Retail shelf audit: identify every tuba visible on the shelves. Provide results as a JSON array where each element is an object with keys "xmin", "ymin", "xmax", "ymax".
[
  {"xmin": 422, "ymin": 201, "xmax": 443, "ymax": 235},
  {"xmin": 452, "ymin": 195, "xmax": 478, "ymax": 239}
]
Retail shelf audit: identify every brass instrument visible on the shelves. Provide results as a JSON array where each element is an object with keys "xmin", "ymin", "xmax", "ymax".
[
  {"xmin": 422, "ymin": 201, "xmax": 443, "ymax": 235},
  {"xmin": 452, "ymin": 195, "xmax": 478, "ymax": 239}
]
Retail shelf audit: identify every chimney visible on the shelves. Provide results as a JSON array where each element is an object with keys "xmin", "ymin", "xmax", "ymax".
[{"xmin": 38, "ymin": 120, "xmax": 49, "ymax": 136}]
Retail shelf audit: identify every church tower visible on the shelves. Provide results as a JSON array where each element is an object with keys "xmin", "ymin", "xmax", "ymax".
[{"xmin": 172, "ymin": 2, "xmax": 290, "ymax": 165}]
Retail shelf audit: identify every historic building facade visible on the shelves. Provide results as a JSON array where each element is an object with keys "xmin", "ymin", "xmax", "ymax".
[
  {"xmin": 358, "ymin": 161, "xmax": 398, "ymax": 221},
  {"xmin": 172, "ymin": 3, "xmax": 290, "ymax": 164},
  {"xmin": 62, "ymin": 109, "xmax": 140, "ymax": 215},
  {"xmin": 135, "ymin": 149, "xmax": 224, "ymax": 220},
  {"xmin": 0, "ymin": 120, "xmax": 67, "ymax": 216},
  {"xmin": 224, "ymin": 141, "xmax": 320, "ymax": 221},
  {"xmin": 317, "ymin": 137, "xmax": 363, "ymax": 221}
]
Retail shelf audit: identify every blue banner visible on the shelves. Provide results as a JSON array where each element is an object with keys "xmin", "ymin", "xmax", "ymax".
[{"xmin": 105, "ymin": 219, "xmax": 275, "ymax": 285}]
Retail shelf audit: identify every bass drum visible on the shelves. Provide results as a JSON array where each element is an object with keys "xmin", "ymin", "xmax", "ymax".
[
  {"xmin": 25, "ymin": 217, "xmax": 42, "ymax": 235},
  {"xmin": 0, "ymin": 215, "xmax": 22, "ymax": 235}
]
☆ ☆ ☆ ☆ ☆ ☆ ☆
◆ Prompt: Reproduce the material above word for word, keeping every line in its original order.

◆ Exercise output:
Retail shelf audit: identify every tuba visible on the shelves. Provide results as a JSON array where each element is an object with keys "xmin", "ymin", "xmax", "ymax".
[
  {"xmin": 422, "ymin": 201, "xmax": 443, "ymax": 235},
  {"xmin": 452, "ymin": 195, "xmax": 478, "ymax": 239}
]
Retail shelf audit: identify every brass instrument visible on the shelves. Provide results as a JSON array where each element is an object with keys "xmin", "ymin", "xmax", "ymax".
[
  {"xmin": 422, "ymin": 201, "xmax": 443, "ymax": 235},
  {"xmin": 452, "ymin": 195, "xmax": 478, "ymax": 239}
]
Retail shelf audit: identify every chimney visible on the shelves. Provide results as a JSON array where each element is an object with keys "xmin", "ymin", "xmax", "ymax".
[{"xmin": 38, "ymin": 120, "xmax": 49, "ymax": 136}]
Retail shelf audit: identify every church tower visible on the shelves. Provide results as a JSON array where each element is an object with keys "xmin", "ymin", "xmax", "ymax".
[{"xmin": 172, "ymin": 2, "xmax": 290, "ymax": 165}]
Retail shelf audit: identify every historic building facade visible on the shelves. Provide results as a JSON array where each element is an object with keys "xmin", "ymin", "xmax", "ymax".
[
  {"xmin": 358, "ymin": 161, "xmax": 398, "ymax": 221},
  {"xmin": 172, "ymin": 3, "xmax": 290, "ymax": 164},
  {"xmin": 62, "ymin": 109, "xmax": 140, "ymax": 215},
  {"xmin": 135, "ymin": 149, "xmax": 224, "ymax": 220},
  {"xmin": 0, "ymin": 120, "xmax": 67, "ymax": 216},
  {"xmin": 224, "ymin": 141, "xmax": 320, "ymax": 221},
  {"xmin": 317, "ymin": 137, "xmax": 363, "ymax": 221}
]
Retail shelf audit: identify every blue banner visible on the shelves. Provide results as a JSON array where each element is an object with keys "xmin", "ymin", "xmax", "ymax".
[{"xmin": 105, "ymin": 219, "xmax": 275, "ymax": 285}]
Retail shelf audit: identify every bass drum visible on the shelves. Provide results as a JSON array where each element is an object with keys "xmin", "ymin", "xmax", "ymax".
[
  {"xmin": 25, "ymin": 217, "xmax": 42, "ymax": 235},
  {"xmin": 0, "ymin": 215, "xmax": 22, "ymax": 235}
]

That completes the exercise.